In [1]:
import numpy as np
import pandas as pd

In [2]:
'''
creates a new feature that is the total character length of the 
"description", "neighborhood_overview", and "host_about" columns
'''
def make_total_characters_feature(listings: pd.core.frame.DataFrame) -> None:
    descriptive_cols = ['description', 'neighborhood_overview', 'host_about']
    listings.loc[:, descriptive_cols].fillna(value = "", inplace = True)
    results = np.zeros(listings.shape[0])
    
    for col in descriptive_cols:
        results += listings[col].str.len()
        listings.drop(col, axis = 1, inplace = True)
    
    #listings.loc[:, 'total_description_chars'] = pd.Series(results)
    

### Why a "total_character_count" feature?
I'm curious if there is at least a weak correlation between overall description length and the price of listings. Perhaps hosts who have longer descriptions are more likely to be full-time hosts, maintain their property better, and provide better accomodations? In contrast, maybe those with little to no descriptions are more likely to be occassional hosts who provide lower quality accomodations? Overall, accomodation quality is subjective and thus, difficult to quantify. There is no numerical "quality" metric in these datasets, however the quality of an Airbnb listing should clearly have a strong correlation with its price. Two listings could be identical in location, # bedrooms, # bathrooms, amenities, etc. but their prices could be wildly different if one is more "quality" than the other.

In [3]:
'''
creates a new feature that is the total number of listed amenities
'''
def make_total_amenities_feature(listings: pd.core.frame.DataFrame) -> None:
    listings['total_amenities'] = listings.amenities.map(lambda amenities: len(amenities.split(', ')))

### Why a "total_amenities" feature?

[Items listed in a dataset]

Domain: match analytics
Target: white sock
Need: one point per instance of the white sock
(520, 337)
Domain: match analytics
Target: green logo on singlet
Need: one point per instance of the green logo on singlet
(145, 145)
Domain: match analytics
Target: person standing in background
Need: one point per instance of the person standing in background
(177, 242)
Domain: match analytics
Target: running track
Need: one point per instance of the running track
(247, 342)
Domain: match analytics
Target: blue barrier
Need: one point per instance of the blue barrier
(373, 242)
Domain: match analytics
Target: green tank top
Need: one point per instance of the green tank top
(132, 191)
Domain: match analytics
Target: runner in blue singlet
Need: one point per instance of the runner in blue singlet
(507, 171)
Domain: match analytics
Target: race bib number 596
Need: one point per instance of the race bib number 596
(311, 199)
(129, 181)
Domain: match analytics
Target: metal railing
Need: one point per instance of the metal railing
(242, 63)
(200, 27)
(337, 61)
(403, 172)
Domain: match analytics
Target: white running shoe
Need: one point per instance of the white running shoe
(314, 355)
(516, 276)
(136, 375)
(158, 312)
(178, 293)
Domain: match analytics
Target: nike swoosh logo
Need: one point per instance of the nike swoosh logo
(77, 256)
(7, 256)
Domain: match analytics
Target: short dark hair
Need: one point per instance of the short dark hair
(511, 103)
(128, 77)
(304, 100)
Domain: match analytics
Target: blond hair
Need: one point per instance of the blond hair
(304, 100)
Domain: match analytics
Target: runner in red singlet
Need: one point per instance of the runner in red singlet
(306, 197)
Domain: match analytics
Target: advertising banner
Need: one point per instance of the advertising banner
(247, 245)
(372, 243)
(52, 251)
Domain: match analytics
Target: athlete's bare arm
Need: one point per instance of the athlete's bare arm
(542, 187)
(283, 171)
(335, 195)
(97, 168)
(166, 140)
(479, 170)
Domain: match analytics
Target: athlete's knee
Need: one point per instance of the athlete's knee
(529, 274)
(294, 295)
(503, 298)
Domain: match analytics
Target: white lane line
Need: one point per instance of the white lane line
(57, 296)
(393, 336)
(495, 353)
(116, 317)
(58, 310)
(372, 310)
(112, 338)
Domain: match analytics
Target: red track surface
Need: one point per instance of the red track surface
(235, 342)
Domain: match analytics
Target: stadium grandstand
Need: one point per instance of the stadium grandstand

» **Task statement**
Write what comes next in the Airbnb listings notebook, starting right after its final heading about the total amenities feature.

» **Final result**
The "total amenities" feature is just a general proxy-feature. Clearly not all amenities should be weighted equally (e.g. pool > coffee maker). There are so many different types of amenities and it would be impossible to try to determine how valuable each one is. In addition, the entries in this column is a messy list of strings that is full of typos and similar amenities:<br>
>- 'j\\u00c4son conditioner'
>- 'ikea refrigerator'
>- 'modern skyn alchemy body soap'
>- 'miele refrigerator'
>- etc.

Maybe I'll have to go back and try to clean up this data. Certain amenities like wifi, kitchen, and pool are likely to strongly affect the price.

In [4]:
def make_specific_amenity_features(listings: pd.core.frame.DataFrame) -> None:
    # parses a string'd list of amenities
    def parse_amenity_list(amenity_list: str) -> list:
        return [amenity[1:-1] for amenity in amenity_list[1:-1].lower().split(", ")]

    # gets each listings set of amenities
    listing_amenities = listings.amenities.map(lambda amenity_list: parse_amenity_list(amenity_list))

    new_feature_names = ["has_pool", "has_wifi", "has_kitchen"]
    for feature_name in new_feature_names:
        feature = feature_name[4:]
        listings[feature_name] = listing_amenities.map(lambda amenity_list: feature in amenity_list)

### Why a "make_specific_amenity_features" function?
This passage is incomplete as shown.